Problem requirements -> Express the lines of the items below, from the first line through the line holding "(53, 105), (103, 134)", inclusive, as a JSON list of strings with one string per line. Leave out blank lines and pictures.
■ ■ ■ ■ ■
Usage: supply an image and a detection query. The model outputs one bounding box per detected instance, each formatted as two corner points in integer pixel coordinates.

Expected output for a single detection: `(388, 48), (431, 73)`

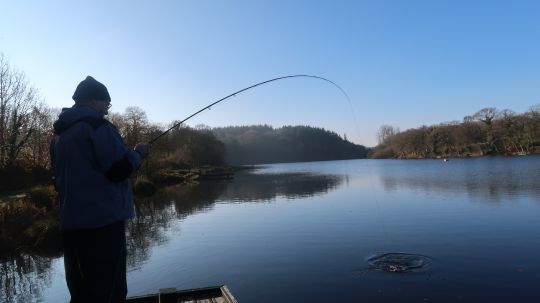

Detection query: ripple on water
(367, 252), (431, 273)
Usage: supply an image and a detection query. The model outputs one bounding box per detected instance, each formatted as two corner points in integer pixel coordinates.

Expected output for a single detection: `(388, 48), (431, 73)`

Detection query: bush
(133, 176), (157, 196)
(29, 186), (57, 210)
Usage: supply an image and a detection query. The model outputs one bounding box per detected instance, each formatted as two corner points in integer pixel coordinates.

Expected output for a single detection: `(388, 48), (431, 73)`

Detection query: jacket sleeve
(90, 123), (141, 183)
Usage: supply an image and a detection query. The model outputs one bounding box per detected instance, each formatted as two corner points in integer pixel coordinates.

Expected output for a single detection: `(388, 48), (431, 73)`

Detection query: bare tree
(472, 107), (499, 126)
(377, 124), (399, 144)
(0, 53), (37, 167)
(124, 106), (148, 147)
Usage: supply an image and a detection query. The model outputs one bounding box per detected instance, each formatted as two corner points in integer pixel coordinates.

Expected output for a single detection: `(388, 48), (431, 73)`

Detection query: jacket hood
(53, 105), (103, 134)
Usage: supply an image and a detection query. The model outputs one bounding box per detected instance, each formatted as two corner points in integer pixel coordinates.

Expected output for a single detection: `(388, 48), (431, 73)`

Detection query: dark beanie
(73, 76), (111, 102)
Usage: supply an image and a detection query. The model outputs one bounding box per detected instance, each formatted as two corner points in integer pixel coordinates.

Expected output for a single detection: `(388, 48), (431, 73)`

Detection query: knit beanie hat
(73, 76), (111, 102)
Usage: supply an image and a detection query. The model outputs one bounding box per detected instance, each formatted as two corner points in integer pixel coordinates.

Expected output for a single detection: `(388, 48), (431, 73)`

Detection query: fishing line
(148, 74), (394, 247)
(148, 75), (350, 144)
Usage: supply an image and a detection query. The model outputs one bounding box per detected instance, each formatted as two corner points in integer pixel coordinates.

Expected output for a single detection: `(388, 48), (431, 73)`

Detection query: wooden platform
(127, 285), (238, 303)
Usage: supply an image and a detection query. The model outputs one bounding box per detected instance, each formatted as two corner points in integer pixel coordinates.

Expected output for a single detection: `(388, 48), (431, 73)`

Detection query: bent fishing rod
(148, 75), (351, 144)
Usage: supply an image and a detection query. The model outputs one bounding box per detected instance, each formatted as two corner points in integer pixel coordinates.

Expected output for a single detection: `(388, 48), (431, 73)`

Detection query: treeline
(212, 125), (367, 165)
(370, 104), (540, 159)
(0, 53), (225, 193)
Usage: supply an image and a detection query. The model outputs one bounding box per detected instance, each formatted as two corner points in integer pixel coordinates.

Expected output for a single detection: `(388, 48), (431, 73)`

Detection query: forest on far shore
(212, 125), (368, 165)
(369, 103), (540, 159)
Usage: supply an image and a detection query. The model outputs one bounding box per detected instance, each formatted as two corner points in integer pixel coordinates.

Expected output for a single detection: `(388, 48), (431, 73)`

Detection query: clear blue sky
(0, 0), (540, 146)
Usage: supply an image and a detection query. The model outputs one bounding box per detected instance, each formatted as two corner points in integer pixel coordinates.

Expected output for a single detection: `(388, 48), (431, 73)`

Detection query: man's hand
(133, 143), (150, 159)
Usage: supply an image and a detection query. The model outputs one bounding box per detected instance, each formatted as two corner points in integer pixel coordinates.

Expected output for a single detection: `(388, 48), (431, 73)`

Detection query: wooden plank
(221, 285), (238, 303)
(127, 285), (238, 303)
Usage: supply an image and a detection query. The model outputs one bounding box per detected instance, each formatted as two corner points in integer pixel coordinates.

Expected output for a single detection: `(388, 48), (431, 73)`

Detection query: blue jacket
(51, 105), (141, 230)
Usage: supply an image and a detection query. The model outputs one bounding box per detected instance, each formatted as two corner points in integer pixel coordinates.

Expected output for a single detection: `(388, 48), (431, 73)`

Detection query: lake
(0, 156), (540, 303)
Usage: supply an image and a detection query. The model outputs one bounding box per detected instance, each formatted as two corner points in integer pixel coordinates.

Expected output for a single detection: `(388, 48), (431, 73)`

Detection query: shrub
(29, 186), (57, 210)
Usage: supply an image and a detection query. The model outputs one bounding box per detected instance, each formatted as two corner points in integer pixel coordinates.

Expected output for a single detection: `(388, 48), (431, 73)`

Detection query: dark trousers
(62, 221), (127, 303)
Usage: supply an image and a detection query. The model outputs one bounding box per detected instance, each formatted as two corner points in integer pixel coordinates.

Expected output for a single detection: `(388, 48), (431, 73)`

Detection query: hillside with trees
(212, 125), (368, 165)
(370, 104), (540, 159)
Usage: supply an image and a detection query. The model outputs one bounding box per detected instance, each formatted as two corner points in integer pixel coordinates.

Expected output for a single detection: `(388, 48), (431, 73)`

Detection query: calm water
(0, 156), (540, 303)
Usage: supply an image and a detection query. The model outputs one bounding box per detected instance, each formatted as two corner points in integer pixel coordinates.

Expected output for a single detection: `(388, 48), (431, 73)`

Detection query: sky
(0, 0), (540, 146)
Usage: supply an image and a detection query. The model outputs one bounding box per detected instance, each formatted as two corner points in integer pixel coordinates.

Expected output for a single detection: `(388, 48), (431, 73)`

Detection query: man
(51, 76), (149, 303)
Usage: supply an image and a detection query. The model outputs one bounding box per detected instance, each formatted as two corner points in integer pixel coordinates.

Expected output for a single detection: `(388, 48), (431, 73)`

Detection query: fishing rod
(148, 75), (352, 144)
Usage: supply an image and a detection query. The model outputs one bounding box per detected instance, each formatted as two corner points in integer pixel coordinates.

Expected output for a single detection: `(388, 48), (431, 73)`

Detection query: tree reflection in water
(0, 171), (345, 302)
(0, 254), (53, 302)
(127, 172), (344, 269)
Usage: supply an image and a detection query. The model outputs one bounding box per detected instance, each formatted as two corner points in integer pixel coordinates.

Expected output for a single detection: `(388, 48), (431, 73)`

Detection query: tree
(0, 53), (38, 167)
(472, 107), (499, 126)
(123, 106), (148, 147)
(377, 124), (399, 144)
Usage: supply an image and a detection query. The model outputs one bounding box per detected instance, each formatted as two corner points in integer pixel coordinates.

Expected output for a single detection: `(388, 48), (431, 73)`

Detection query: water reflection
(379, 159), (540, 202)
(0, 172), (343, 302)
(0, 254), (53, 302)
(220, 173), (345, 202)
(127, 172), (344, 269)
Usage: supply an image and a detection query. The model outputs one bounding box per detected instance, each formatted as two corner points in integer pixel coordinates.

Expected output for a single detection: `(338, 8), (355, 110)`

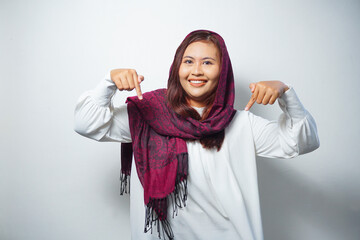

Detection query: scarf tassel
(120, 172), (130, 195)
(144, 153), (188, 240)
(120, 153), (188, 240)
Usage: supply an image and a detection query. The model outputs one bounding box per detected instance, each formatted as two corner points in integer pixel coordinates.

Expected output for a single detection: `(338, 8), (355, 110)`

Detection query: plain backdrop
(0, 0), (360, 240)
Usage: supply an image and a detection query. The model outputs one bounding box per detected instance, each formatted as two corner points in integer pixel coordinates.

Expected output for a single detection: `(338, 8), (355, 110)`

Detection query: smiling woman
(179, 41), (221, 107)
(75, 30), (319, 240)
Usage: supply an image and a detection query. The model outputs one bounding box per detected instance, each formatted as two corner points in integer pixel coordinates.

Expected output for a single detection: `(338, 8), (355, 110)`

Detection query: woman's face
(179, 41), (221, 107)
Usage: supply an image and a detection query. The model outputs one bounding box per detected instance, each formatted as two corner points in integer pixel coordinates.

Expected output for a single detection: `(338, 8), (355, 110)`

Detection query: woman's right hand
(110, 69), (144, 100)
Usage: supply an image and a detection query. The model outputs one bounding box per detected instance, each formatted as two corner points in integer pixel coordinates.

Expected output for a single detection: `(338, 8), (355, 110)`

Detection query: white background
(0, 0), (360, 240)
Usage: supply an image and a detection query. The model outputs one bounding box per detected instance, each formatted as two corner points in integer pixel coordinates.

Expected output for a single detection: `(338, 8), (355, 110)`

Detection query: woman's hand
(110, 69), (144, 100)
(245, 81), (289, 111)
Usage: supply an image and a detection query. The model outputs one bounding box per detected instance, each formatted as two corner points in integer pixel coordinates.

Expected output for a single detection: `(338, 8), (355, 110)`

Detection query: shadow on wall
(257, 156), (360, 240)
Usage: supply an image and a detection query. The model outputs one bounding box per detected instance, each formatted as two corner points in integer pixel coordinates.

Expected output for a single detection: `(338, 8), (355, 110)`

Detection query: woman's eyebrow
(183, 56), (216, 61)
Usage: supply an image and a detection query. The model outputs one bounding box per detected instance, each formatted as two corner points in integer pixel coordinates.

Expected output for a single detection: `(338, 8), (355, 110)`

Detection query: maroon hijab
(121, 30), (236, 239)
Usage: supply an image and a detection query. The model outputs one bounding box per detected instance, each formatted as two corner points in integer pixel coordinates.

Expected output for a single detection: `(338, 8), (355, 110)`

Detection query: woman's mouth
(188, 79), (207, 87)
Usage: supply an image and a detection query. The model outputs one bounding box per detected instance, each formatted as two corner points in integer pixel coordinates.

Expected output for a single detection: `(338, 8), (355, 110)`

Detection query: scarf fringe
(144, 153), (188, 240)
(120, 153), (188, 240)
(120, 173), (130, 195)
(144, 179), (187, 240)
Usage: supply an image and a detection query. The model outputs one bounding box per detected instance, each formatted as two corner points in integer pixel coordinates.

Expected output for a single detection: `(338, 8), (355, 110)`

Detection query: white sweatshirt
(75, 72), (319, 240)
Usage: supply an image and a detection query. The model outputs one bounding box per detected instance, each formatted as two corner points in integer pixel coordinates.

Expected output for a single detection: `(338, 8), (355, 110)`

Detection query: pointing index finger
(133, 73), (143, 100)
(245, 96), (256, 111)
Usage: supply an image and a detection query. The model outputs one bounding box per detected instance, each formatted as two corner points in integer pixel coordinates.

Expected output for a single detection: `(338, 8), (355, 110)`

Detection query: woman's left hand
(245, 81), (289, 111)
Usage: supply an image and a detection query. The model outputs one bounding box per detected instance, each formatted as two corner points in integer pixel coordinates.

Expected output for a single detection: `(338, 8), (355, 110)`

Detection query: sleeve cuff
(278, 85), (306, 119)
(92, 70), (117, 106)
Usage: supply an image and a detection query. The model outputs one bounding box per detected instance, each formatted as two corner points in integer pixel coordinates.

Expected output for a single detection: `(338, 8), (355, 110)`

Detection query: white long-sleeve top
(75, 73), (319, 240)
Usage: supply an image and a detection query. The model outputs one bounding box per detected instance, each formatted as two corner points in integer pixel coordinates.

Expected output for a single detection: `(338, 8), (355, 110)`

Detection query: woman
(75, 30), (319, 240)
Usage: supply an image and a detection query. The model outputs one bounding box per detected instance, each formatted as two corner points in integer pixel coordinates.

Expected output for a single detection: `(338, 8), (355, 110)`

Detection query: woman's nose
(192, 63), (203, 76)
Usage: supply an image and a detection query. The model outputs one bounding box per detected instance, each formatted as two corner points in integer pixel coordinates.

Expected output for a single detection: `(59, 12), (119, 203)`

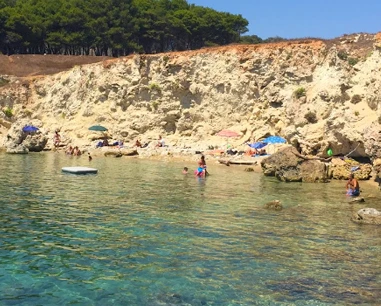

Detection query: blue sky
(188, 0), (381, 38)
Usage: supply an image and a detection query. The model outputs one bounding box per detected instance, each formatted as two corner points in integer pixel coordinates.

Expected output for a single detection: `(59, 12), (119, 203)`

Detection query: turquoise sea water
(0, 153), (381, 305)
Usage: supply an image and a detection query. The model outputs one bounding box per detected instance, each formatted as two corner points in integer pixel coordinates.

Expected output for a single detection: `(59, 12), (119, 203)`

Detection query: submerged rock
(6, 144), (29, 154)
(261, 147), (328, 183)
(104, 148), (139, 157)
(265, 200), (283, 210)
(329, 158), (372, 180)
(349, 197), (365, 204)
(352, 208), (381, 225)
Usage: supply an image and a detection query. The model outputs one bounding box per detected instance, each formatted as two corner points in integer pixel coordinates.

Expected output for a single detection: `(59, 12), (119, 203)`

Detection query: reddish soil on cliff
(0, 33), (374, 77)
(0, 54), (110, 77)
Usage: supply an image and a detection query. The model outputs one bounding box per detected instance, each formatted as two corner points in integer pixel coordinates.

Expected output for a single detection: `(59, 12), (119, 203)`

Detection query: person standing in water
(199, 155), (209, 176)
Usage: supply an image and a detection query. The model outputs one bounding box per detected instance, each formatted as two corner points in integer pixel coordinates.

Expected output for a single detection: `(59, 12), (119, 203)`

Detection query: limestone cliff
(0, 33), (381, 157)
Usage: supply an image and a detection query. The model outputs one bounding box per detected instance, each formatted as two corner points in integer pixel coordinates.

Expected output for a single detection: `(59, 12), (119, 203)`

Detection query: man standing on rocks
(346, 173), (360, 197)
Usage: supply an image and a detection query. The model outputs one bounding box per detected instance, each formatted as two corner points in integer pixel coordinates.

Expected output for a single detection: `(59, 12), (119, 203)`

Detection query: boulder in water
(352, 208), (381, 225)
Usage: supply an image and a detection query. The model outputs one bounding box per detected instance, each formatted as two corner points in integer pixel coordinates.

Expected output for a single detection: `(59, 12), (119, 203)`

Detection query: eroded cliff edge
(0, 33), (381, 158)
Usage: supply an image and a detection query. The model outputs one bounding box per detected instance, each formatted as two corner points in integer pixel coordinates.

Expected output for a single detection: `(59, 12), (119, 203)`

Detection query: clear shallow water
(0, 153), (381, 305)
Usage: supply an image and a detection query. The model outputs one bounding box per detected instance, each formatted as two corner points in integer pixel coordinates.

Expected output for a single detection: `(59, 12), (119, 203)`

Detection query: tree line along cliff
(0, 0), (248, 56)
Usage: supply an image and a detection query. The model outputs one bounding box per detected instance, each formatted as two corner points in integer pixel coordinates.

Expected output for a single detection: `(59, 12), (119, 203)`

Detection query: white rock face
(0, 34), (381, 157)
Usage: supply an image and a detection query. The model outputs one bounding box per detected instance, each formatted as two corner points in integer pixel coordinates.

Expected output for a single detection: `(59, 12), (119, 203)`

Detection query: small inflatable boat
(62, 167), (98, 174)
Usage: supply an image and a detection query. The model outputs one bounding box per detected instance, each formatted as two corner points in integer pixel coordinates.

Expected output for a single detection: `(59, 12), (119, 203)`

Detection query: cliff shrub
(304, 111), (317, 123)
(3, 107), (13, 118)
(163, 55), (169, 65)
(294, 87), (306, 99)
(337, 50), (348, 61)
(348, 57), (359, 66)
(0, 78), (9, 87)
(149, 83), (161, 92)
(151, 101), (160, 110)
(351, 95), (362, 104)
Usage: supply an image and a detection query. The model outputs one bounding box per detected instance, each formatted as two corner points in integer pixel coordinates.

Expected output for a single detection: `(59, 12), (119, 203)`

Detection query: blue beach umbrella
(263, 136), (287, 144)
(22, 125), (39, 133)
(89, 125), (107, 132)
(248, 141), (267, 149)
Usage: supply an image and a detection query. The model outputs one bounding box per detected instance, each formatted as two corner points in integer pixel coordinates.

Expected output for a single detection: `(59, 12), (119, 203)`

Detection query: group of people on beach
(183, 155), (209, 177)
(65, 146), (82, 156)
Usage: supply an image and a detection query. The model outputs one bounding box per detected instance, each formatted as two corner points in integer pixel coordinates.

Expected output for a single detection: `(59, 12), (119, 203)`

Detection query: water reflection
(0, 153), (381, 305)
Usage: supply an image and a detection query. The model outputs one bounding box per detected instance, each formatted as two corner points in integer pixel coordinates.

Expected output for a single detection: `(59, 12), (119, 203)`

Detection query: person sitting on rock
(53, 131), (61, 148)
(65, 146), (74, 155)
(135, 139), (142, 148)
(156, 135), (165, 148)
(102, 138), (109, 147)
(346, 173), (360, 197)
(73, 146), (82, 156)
■ ■ ■ ■ ■
Reply to the exercise ->
[
  "Usage: supply an image and a detection query. The model outputs one bounding box per detected instance, each formatted as two corner points in integer pixel coordinates.",
  "Expected output for a single detection: `(388, 48), (431, 73)`",
  "Detection query: ripple on water",
  "(367, 252), (431, 273)",
  "Usage: supply an image and a detection query. The model outputs one bounding box per detected instance, each formatted as two corner points in integer pixel coordinates.",
  "Expected output for a single detection: `(388, 48), (431, 73)`",
  "Detection query: bush",
  "(133, 176), (157, 196)",
  "(29, 186), (57, 210)",
  "Usage: supply an image and a detection query. The model outputs one bounding box per detected instance, each formatted as two corner points in integer pixel coordinates.",
  "Expected output for a single detection: `(388, 48), (431, 73)`",
  "Detection query: jacket sleeve",
  "(90, 123), (141, 183)",
  "Usage: supply an image and a detection query. The model outputs one bounding box per detected instance, each formatted as two corner points in integer pixel coordinates.",
  "Expected output for a single detection: `(388, 48), (431, 73)`",
  "Detection query: bare tree",
  "(472, 107), (499, 126)",
  "(377, 124), (399, 144)",
  "(0, 53), (37, 167)",
  "(124, 106), (148, 147)",
  "Usage: supply an image and a detection query. The model outputs one bounding box per detected instance, each formatted as two corner points in integer pixel coordinates.",
  "Expected output for a single detection: `(388, 48), (431, 73)`",
  "Detection query: jacket hood",
  "(53, 105), (103, 134)"
]